Un disco fonografico simile in tutto e per tutto a un LP viaggia da più di quarant’anni nello spazio; contiene una selezione delle musiche del pianeta Terra ma anche 118 fotografie, suoni, rumori e voci umane in 55 lingue diverse. Insieme al disco, anche un rudimentale giradischi. È il Voyager Golden Record, il messaggio in bottiglia che la civiltà umana ha affidato all’oceano cosmico, un biglietto da visita destinato alle civiltà aliene che saranno in grado di recuperarlo e di decifrarlo.
È una di quelle storie di cui più o meno tutti hanno sentito parlare, ma che in pochi conoscono davvero. La storia delle due sonde Voyager e del loro prezioso disco d’oro, partite il 20 agosto e il 5 settembre 1977 da Cape Canaveral per fotografare da vicino i pianeti esterni del nostro sistema solare (Giove, Saturno, Urano e Nettuno) e destinate in seguito a uscire dalla zona d’influenza del Sole e continuare il loro viaggio forse per sempre nelle profondità dello spazio interstellare.

========================

COMPLETA QUANTO SEGUE
A: Rispondi alle domande sul testo sul Voyager Golden Record.
(i) Quante fotografie contiene il disco?
(ii) In quante lingue diverse sono registrate le voci umane?
(iii) Da quale località sono partite le due sonde Voyager?
B: Riporta il passo del testo sul Voyager Golden Record da "Un disco fonografico" a "e di decifrarlo.", scambiando "giradischi" con "grammofono".
Per rispondere basatevi unicamente sul testo sul Voyager Golden Record.

========================

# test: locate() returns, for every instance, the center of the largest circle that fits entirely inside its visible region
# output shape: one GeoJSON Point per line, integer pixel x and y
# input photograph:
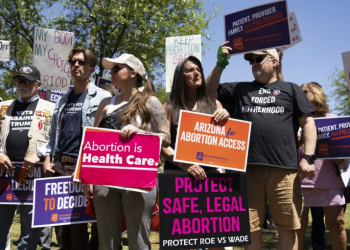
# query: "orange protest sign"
{"type": "Point", "coordinates": [200, 140]}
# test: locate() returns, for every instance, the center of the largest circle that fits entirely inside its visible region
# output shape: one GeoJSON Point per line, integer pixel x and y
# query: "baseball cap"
{"type": "Point", "coordinates": [29, 72]}
{"type": "Point", "coordinates": [128, 59]}
{"type": "Point", "coordinates": [271, 52]}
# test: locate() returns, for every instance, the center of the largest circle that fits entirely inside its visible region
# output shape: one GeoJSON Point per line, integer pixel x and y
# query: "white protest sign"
{"type": "Point", "coordinates": [346, 62]}
{"type": "Point", "coordinates": [4, 51]}
{"type": "Point", "coordinates": [50, 53]}
{"type": "Point", "coordinates": [178, 48]}
{"type": "Point", "coordinates": [294, 31]}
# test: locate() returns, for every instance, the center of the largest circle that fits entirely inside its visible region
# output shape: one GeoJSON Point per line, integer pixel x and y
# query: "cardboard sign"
{"type": "Point", "coordinates": [201, 140]}
{"type": "Point", "coordinates": [294, 32]}
{"type": "Point", "coordinates": [16, 187]}
{"type": "Point", "coordinates": [4, 51]}
{"type": "Point", "coordinates": [59, 201]}
{"type": "Point", "coordinates": [202, 214]}
{"type": "Point", "coordinates": [107, 159]}
{"type": "Point", "coordinates": [50, 53]}
{"type": "Point", "coordinates": [333, 137]}
{"type": "Point", "coordinates": [257, 28]}
{"type": "Point", "coordinates": [178, 48]}
{"type": "Point", "coordinates": [346, 62]}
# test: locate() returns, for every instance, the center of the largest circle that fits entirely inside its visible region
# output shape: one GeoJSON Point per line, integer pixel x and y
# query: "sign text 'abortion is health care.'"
{"type": "Point", "coordinates": [16, 187]}
{"type": "Point", "coordinates": [4, 51]}
{"type": "Point", "coordinates": [50, 54]}
{"type": "Point", "coordinates": [257, 28]}
{"type": "Point", "coordinates": [346, 62]}
{"type": "Point", "coordinates": [59, 201]}
{"type": "Point", "coordinates": [201, 140]}
{"type": "Point", "coordinates": [212, 212]}
{"type": "Point", "coordinates": [333, 137]}
{"type": "Point", "coordinates": [107, 159]}
{"type": "Point", "coordinates": [178, 48]}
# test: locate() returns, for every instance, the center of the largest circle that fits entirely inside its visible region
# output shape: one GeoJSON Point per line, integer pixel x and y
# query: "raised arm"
{"type": "Point", "coordinates": [213, 79]}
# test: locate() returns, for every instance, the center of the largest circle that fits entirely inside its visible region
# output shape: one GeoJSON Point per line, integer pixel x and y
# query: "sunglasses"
{"type": "Point", "coordinates": [24, 81]}
{"type": "Point", "coordinates": [259, 59]}
{"type": "Point", "coordinates": [118, 67]}
{"type": "Point", "coordinates": [80, 62]}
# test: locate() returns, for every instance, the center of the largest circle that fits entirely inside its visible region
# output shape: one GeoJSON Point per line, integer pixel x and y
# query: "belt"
{"type": "Point", "coordinates": [65, 159]}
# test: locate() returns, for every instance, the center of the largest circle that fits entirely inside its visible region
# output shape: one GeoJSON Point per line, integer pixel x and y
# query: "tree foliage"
{"type": "Point", "coordinates": [108, 27]}
{"type": "Point", "coordinates": [341, 93]}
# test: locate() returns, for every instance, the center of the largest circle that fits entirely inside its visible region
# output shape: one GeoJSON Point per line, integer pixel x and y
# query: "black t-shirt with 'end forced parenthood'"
{"type": "Point", "coordinates": [274, 110]}
{"type": "Point", "coordinates": [71, 125]}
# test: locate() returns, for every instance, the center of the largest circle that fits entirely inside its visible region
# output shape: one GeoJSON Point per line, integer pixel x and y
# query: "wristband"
{"type": "Point", "coordinates": [222, 59]}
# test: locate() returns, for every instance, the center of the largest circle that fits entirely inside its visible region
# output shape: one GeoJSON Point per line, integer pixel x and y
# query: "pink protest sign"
{"type": "Point", "coordinates": [107, 159]}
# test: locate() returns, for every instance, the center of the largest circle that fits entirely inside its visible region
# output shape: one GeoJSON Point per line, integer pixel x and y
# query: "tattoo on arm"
{"type": "Point", "coordinates": [159, 121]}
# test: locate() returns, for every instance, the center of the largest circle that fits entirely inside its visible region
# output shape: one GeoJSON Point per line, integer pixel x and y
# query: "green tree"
{"type": "Point", "coordinates": [17, 22]}
{"type": "Point", "coordinates": [341, 93]}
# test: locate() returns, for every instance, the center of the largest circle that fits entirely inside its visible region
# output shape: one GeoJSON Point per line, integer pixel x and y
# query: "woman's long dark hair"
{"type": "Point", "coordinates": [178, 95]}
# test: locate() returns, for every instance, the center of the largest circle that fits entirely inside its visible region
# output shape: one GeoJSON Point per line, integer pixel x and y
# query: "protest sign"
{"type": "Point", "coordinates": [201, 140]}
{"type": "Point", "coordinates": [333, 137]}
{"type": "Point", "coordinates": [178, 48]}
{"type": "Point", "coordinates": [16, 187]}
{"type": "Point", "coordinates": [201, 214]}
{"type": "Point", "coordinates": [59, 201]}
{"type": "Point", "coordinates": [4, 51]}
{"type": "Point", "coordinates": [346, 62]}
{"type": "Point", "coordinates": [294, 32]}
{"type": "Point", "coordinates": [257, 28]}
{"type": "Point", "coordinates": [107, 159]}
{"type": "Point", "coordinates": [50, 53]}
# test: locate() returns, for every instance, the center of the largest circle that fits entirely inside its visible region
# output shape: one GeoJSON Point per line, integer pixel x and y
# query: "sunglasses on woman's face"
{"type": "Point", "coordinates": [118, 67]}
{"type": "Point", "coordinates": [258, 59]}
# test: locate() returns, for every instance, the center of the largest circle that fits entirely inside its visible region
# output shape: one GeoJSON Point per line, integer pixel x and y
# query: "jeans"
{"type": "Point", "coordinates": [318, 228]}
{"type": "Point", "coordinates": [29, 236]}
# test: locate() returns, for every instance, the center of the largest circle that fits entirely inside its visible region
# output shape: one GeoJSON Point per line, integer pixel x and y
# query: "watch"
{"type": "Point", "coordinates": [312, 158]}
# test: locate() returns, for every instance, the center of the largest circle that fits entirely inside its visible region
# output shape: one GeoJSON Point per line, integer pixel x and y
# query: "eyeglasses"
{"type": "Point", "coordinates": [118, 67]}
{"type": "Point", "coordinates": [24, 81]}
{"type": "Point", "coordinates": [191, 70]}
{"type": "Point", "coordinates": [80, 62]}
{"type": "Point", "coordinates": [258, 59]}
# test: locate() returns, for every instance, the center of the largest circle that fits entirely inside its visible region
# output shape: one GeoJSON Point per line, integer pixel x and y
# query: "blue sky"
{"type": "Point", "coordinates": [325, 32]}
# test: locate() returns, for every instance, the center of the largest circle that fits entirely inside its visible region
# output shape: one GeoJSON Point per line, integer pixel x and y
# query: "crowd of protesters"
{"type": "Point", "coordinates": [275, 174]}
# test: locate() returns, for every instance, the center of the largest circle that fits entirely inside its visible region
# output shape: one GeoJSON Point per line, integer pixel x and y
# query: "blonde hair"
{"type": "Point", "coordinates": [320, 98]}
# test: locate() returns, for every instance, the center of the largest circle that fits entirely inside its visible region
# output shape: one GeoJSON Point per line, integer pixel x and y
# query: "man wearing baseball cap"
{"type": "Point", "coordinates": [276, 109]}
{"type": "Point", "coordinates": [25, 124]}
{"type": "Point", "coordinates": [73, 111]}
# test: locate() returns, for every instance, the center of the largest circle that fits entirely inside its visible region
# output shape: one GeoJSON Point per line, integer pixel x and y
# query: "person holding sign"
{"type": "Point", "coordinates": [276, 110]}
{"type": "Point", "coordinates": [188, 93]}
{"type": "Point", "coordinates": [24, 133]}
{"type": "Point", "coordinates": [73, 111]}
{"type": "Point", "coordinates": [326, 189]}
{"type": "Point", "coordinates": [135, 110]}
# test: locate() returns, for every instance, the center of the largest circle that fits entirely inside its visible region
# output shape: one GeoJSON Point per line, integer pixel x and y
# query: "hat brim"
{"type": "Point", "coordinates": [249, 56]}
{"type": "Point", "coordinates": [28, 77]}
{"type": "Point", "coordinates": [108, 63]}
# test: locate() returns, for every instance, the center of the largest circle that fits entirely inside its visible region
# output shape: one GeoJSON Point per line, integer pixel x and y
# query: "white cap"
{"type": "Point", "coordinates": [128, 59]}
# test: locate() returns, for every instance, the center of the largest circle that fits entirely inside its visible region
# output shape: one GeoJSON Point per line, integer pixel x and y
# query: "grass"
{"type": "Point", "coordinates": [270, 240]}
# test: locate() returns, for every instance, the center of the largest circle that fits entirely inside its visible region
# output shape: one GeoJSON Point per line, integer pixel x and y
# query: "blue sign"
{"type": "Point", "coordinates": [257, 28]}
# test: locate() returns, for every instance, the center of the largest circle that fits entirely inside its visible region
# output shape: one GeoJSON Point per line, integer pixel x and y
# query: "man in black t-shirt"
{"type": "Point", "coordinates": [276, 109]}
{"type": "Point", "coordinates": [25, 124]}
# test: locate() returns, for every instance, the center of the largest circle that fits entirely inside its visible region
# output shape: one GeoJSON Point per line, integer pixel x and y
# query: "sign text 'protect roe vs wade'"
{"type": "Point", "coordinates": [212, 212]}
{"type": "Point", "coordinates": [177, 48]}
{"type": "Point", "coordinates": [50, 54]}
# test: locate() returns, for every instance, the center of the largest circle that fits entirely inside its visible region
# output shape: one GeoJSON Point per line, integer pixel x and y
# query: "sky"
{"type": "Point", "coordinates": [325, 31]}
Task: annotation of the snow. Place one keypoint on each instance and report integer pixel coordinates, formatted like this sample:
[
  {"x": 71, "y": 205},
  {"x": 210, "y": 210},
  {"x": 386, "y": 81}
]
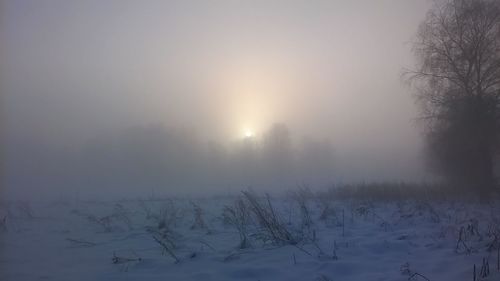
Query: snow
[{"x": 113, "y": 240}]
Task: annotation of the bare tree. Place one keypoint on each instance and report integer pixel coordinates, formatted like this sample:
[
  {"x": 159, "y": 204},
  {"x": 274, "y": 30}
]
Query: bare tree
[{"x": 458, "y": 88}]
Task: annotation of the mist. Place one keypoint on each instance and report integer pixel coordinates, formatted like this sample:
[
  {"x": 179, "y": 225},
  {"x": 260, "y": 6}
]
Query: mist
[{"x": 134, "y": 98}]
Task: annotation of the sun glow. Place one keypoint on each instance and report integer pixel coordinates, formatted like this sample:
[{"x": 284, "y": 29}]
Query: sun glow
[{"x": 248, "y": 133}]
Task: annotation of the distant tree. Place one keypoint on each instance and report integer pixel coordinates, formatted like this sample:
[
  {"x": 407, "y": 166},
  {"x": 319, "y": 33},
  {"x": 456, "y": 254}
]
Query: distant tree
[
  {"x": 458, "y": 88},
  {"x": 277, "y": 152}
]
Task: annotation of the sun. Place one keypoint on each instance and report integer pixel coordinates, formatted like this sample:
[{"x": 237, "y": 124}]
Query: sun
[{"x": 248, "y": 133}]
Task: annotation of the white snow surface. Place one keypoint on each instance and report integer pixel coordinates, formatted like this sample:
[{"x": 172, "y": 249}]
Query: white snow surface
[{"x": 77, "y": 240}]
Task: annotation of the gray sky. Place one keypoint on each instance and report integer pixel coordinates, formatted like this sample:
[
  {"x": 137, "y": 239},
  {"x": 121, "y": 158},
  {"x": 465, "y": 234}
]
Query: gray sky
[{"x": 73, "y": 71}]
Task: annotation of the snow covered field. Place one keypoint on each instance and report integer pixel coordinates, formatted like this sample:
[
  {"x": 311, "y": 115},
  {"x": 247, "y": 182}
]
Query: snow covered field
[{"x": 223, "y": 238}]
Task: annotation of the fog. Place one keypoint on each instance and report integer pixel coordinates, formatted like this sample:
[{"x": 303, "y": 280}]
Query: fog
[{"x": 134, "y": 98}]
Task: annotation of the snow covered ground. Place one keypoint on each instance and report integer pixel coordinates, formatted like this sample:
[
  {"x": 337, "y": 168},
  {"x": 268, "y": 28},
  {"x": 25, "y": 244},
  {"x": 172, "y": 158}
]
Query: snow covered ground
[{"x": 329, "y": 240}]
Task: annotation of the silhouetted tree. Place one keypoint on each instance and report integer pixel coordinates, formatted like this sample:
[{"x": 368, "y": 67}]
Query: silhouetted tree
[
  {"x": 458, "y": 83},
  {"x": 277, "y": 152}
]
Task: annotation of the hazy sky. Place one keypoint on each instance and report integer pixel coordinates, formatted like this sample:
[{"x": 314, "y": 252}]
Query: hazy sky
[{"x": 74, "y": 70}]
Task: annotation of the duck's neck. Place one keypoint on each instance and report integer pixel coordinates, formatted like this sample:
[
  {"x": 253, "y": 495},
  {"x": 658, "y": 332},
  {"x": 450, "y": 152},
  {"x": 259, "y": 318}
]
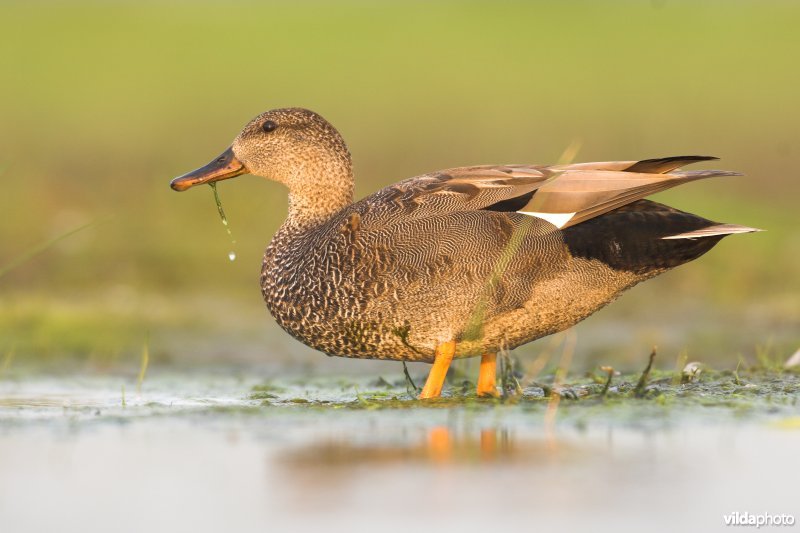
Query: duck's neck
[{"x": 318, "y": 195}]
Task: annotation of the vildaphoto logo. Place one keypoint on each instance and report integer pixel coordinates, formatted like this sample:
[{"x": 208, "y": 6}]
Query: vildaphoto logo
[{"x": 757, "y": 520}]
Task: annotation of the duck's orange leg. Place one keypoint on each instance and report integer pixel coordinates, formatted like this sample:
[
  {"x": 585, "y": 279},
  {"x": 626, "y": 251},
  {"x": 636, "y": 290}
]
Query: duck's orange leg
[
  {"x": 441, "y": 362},
  {"x": 488, "y": 376}
]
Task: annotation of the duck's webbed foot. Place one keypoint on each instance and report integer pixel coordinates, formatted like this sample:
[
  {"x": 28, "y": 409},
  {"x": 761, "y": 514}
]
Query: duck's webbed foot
[
  {"x": 441, "y": 363},
  {"x": 487, "y": 377}
]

========================

RISPOSTE CORRETTE
A:
(i) 118
(ii) 55
(iii) Cape Canaveral

B:
Un disco fonografico simile in tutto e per tutto a un LP viaggia da più di quarant’anni nello spazio; contiene una selezione delle musiche del pianeta Terra ma anche 118 fotografie, suoni, rumori e voci umane in 55 lingue diverse. Insieme al disco, anche un rudimentale grammofono. È il Voyager Golden Record, il messaggio in bottiglia che la civiltà umana ha affidato all’oceano cosmico, un biglietto da visita destinato alle civiltà aliene che saranno in grado di recuperarlo e di decifrarlo.